* [Task item] With pictures removed, output every record below exactly as written.

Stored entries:
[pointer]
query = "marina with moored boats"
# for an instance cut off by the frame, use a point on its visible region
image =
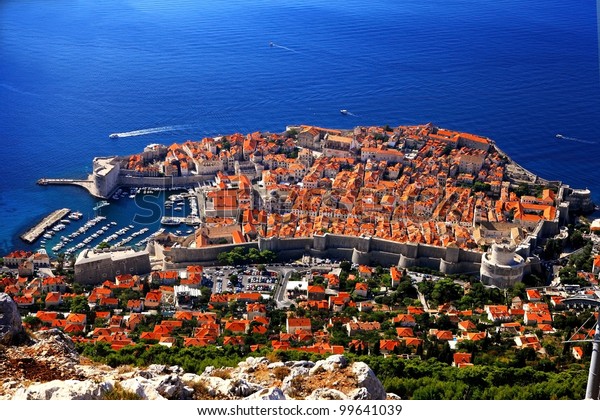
(60, 232)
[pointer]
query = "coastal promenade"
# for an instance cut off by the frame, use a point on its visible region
(35, 232)
(88, 184)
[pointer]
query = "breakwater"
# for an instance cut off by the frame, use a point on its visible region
(35, 232)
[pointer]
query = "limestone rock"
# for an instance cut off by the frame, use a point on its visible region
(366, 379)
(142, 387)
(243, 388)
(392, 396)
(10, 320)
(327, 394)
(359, 394)
(273, 393)
(54, 342)
(64, 390)
(275, 365)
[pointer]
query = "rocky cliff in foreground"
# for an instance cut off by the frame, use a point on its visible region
(47, 367)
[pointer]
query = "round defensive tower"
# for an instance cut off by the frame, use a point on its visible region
(501, 266)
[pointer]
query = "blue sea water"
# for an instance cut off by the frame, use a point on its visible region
(72, 72)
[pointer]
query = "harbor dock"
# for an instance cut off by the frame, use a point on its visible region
(35, 232)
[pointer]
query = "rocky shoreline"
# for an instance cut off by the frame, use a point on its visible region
(46, 366)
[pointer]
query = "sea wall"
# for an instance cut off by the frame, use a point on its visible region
(360, 250)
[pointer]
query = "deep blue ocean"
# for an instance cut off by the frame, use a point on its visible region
(72, 72)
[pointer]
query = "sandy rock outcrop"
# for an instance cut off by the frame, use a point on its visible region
(11, 326)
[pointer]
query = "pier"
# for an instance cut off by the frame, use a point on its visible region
(35, 232)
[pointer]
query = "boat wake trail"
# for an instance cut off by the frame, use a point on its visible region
(153, 130)
(282, 47)
(575, 139)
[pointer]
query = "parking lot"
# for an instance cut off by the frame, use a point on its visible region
(230, 279)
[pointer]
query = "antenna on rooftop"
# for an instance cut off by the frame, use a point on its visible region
(593, 385)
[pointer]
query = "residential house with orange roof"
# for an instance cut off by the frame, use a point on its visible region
(528, 340)
(237, 326)
(404, 332)
(467, 326)
(53, 299)
(315, 292)
(361, 289)
(294, 324)
(461, 359)
(153, 299)
(404, 320)
(533, 295)
(135, 305)
(357, 327)
(577, 352)
(396, 276)
(365, 271)
(388, 346)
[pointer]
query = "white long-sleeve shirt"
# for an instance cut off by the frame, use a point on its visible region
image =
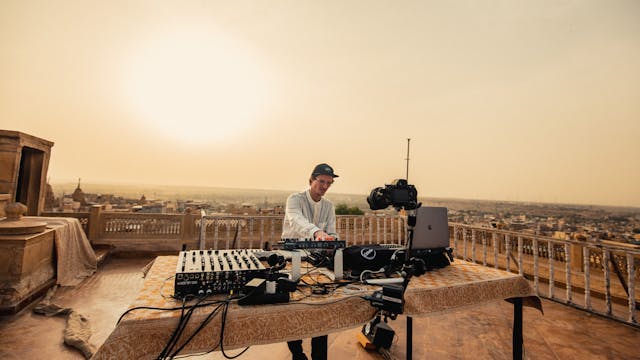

* [Exercise response]
[pointer]
query = "marina with moored boats"
# for an instance cut off by the frame, use a point on its visible region
image =
(60, 232)
[pointer]
query = "coastal promenade"
# for an instance cut off by the frame, use a point on its visible region
(35, 232)
(88, 184)
[pointer]
query = "breakwater"
# for an instance cut off by the frame, use a point on its visible region
(35, 232)
[pointer]
query = "limestone rock"
# for an instance cut off by the frame, use a point on its visible region
(366, 379)
(142, 387)
(243, 388)
(392, 396)
(10, 320)
(327, 394)
(359, 394)
(273, 393)
(54, 342)
(64, 390)
(275, 365)
[pointer]
query = "rocky cliff in foreground"
# for an instance cut off by the frame, use a point on its visible region
(47, 367)
[pointer]
query = "round defensive tower"
# for an instance cut off by the frame, use a point on its visible region
(501, 266)
[pointer]
query = "blue sea water"
# for an instance cut off by the frame, use a point on its visible region
(72, 72)
[pointer]
query = "harbor dock"
# for an instance cut off by the frame, use a point on its visible region
(35, 232)
[pointer]
query = "rocky shoreline"
# for an instance cut off by the frame, use a point on its visible region
(46, 366)
[pointer]
query = "sea wall"
# for an instance cut off by the frame, use a point on its visible region
(360, 250)
[pointer]
query = "deep blue ocean"
# for an instance cut off by the frame, use a point on its visible region
(72, 72)
[pointer]
query = "sandy rock outcrop"
# for an instance cut off by the frame, use a point on its visible region
(11, 326)
[pointer]
query = "pier"
# for an instance cut off by the frame, use a point on its visible region
(35, 232)
[pointer]
query = "boat wake trail"
# for an instance cut off by the frame, use a point on its visible region
(153, 130)
(282, 47)
(575, 139)
[pointer]
query = "parking lot"
# for an instance cut off by the frame, use a point on its visible region
(230, 279)
[pointer]
query = "antenna on rooftop"
# for an instance cut off by the frame, use a point on its visible region
(593, 385)
[pointer]
query = "residential house with orange roof"
# for an instance cut off by the frame, use a point on its visible region
(528, 340)
(237, 326)
(404, 332)
(467, 326)
(53, 299)
(315, 292)
(361, 289)
(294, 324)
(461, 359)
(153, 299)
(404, 320)
(533, 295)
(135, 305)
(357, 327)
(577, 352)
(396, 276)
(365, 271)
(388, 346)
[pointer]
query = "white long-sleeve shirt"
# for an instance cut off by the frame, use a point on its visible region
image =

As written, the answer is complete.